◆ Set exercise
From the listing below, collect every line that contains the word "ground".

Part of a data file
-- START --
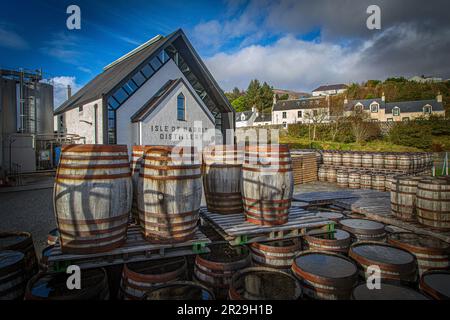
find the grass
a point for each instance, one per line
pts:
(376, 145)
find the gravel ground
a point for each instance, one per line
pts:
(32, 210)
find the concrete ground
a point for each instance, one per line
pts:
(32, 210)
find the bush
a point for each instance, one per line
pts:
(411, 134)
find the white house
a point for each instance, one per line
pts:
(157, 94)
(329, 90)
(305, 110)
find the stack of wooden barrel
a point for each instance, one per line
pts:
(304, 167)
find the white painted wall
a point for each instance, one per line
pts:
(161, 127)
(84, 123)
-- END --
-- START --
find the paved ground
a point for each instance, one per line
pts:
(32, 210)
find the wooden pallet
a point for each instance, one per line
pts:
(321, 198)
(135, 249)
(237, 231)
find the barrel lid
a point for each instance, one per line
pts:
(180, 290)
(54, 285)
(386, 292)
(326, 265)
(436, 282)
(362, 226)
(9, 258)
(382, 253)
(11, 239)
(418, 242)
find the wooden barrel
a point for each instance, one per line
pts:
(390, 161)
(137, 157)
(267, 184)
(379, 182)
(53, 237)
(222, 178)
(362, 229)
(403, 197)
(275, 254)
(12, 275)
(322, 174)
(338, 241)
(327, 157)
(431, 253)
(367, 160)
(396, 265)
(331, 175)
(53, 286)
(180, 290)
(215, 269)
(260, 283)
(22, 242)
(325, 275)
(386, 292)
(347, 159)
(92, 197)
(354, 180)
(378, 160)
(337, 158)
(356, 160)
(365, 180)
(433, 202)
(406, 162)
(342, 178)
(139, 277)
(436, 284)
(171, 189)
-- END --
◆ Task response
find the gravel ground
find the concrete ground
find the paved ground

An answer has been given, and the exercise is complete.